What is being asked:
Below is a listing. Output every line of it exactly.

BEGIN Excerpted records

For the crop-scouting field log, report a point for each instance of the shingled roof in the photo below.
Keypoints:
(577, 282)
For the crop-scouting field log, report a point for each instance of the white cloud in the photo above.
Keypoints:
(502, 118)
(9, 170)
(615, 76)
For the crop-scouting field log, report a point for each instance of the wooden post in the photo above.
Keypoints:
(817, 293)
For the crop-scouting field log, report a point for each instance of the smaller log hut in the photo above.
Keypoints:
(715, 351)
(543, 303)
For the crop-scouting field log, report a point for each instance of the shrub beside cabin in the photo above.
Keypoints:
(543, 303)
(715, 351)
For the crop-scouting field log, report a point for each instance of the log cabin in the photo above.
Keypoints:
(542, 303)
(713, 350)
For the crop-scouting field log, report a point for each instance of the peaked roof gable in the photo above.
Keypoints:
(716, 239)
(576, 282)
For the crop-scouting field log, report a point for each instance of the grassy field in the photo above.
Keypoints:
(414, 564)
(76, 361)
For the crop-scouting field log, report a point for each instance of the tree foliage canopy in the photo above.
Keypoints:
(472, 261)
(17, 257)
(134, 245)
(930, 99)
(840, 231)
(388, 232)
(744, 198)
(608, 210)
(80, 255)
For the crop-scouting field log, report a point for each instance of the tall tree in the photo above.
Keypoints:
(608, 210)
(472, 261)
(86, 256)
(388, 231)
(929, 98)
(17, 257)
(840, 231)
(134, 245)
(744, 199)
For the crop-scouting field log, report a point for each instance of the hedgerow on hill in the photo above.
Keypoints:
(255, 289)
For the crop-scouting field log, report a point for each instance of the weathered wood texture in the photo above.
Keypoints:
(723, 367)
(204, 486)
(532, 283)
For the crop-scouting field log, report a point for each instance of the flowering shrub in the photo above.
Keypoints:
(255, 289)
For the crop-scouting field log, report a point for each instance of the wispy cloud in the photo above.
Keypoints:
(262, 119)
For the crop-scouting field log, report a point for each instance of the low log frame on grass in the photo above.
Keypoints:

END Excerpted records

Output of the task:
For the crop-scouting field log, report a point for each instance of the shingled roof in the photo below.
Keypoints:
(577, 282)
For the crop-scouting field log, report a point for each instance of the white cloud in the photo above.
Keypoints:
(502, 118)
(9, 170)
(615, 76)
For the crop-scouting field log, report a point for each instance of the wooden post in the photo above.
Keypoints:
(817, 293)
For the crop-scouting field log, report a point for each instance of the smaller log hut in the photo above.
Keypoints:
(715, 351)
(543, 303)
For the crop-scouting field log, report a point for each instance of the shrub beside cabin in the photo above.
Keypoints:
(543, 303)
(715, 351)
For the crop-scouting field log, report a point for each instance of the log cabin in the photo above.
Keypoints:
(542, 303)
(713, 350)
For the crop-scouting field log, report a point for each instance of the peaked roof gable in the photo above.
Keypoints:
(716, 239)
(576, 282)
For the crop-scouting field log, report a point for each instance of the grassy field in the photo above.
Keypoints:
(414, 564)
(76, 361)
For the crop-scouting field log, report a point for each instance of the tree foliage canopy in the photo above.
Keypoints:
(472, 261)
(17, 257)
(134, 245)
(930, 99)
(840, 231)
(388, 232)
(744, 198)
(608, 210)
(80, 255)
For the crop-scouting field log, report a point for each instance of the tall tree in the photo above.
Keypoints:
(608, 210)
(472, 261)
(86, 256)
(388, 231)
(929, 98)
(17, 257)
(840, 231)
(134, 245)
(744, 199)
For the crop-scouting field log, report a point for each instance of the hedgerow on hill in the photo above.
Keypoints:
(255, 289)
For the crop-scouting field log, report a point for each instance of the weathered wood texture in the photo above.
Keypoints:
(723, 367)
(204, 486)
(532, 283)
For the crop-scouting field log, report a point for each instance of the flowering shrub in the photo above.
Keypoints:
(255, 289)
For the crop-scouting field log, report a point for each instance of the wispy cloud in the photo above.
Keypoints:
(262, 119)
For the crop-scouting field log, report a point for each instance of the low log frame on grass in the photo above.
Keypoints:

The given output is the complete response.